▸ **TEXTE CITÉ**:
Il m’est arrivé d’abandonner un roman que je ne trouvais pas bon. Mais quand je travaille sur un thème et que l’histoire prend forme, j’essaie de me mettre dans les conditions du réel : une fois la scène écrite, même si elle ne me plait qu’à moitié le lendemain, je la garde. Puisqu’elle est là, je relève le défi de continuer sur cette voie. Comme dans la vie. On ne peut pas revenir en arrière.

  • Les femmes ont une vraie place dans vos histoires. Elles me semblent souvent moins malhonnêtes que vos personnages masculins. C’est conscient de votre part ?

Je ne mène en tous cas aucun combat. J’essaie d’écrire ce que je ressens, et c’est vrai que j’aime beaucoup les personnages féminins.

  • Il y a souvent une référence à l’Église dans vos romans. Vous aimez vous en moquer un peu, non ?

▸ **CONSIGNE DE TRAVAIL**: Poursuivez l'entretien sur l'écriture romanesque au-delà de sa dernière ligne. Le matériel qui suit provient d'une autre source.

▸ **LISTE**:
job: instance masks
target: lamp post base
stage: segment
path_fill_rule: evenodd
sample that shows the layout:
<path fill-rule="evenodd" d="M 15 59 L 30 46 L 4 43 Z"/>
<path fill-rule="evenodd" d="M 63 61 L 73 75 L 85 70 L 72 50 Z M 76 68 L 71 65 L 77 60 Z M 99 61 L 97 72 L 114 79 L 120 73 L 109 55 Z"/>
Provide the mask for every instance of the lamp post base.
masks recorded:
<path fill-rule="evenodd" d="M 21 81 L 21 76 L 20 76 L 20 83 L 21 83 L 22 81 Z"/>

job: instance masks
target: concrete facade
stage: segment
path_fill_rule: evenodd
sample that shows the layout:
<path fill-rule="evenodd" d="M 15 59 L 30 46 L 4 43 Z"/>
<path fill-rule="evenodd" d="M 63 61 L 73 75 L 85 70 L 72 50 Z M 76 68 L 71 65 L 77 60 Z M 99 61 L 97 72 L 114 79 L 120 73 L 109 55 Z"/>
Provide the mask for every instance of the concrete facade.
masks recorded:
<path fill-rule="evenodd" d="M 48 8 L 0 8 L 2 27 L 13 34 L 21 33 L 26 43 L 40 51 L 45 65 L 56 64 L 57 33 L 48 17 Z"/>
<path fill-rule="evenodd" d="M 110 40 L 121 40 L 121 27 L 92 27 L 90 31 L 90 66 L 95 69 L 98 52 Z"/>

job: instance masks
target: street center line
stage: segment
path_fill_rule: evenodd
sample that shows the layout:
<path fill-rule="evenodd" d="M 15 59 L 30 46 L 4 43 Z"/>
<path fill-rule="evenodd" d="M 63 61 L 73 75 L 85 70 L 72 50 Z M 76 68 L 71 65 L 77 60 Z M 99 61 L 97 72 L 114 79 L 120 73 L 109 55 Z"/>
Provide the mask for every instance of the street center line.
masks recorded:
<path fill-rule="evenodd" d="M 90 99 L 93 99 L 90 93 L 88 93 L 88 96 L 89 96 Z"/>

▸ **CORRIGÉ DE L'EXERCICE**:
C’est vrai que dans ce roman-ci, le portrait du chanoine est peu flatteur. Il pourrait choquer. Mais l’institution catholique recèle certainement des cas similaires. Je ne critique pas le message catholique, ce n’est pas du tout mon propos. Mais l’institution est imparfaite. Je ne lui jette d’ailleurs pas la pierre ; le chanoine est avant tout un homme, il a d’abord été un prêtre de campagne, qui a fait de bonnes choses. C’est un homme généreux qui se trouve un jour dans une situation qui fait passer au second plan sa vocation. Il gère un patrimoine et il développe une passion pour les objets d’art, ce qui va l’éloigner de sa mission première.

  • Il me semble qu’il y a une dualité dans votre écriture : vous traitez de sujets plutôt graves, qui impliquent toujours une recherche de la vérité, mais vous y ajoutez une petite dose de sarcasme dans votre ton, qui rend le tout plus léger. Comme si la forme permettait d’adoucir le fond.

Oui, c’est un décalage que je recherche par le biais d’un ton humoristique ou de traits de caractère qui prêtent à sourire.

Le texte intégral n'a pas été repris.